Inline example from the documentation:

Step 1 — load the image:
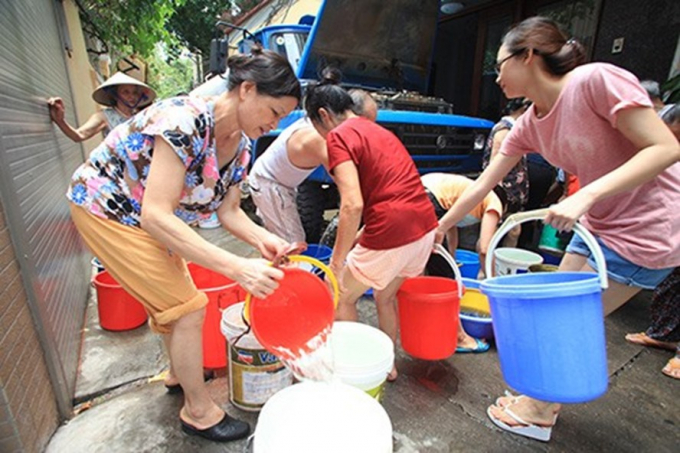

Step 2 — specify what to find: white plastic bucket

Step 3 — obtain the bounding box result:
[253,381,393,453]
[489,247,543,277]
[221,302,293,411]
[330,321,394,401]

========================================

■ GOAL ■
How many lines in the entries above contain the word "Step"? Reply with the number alone.

■ SOLUTION FOR THIS EXERCISE ■
3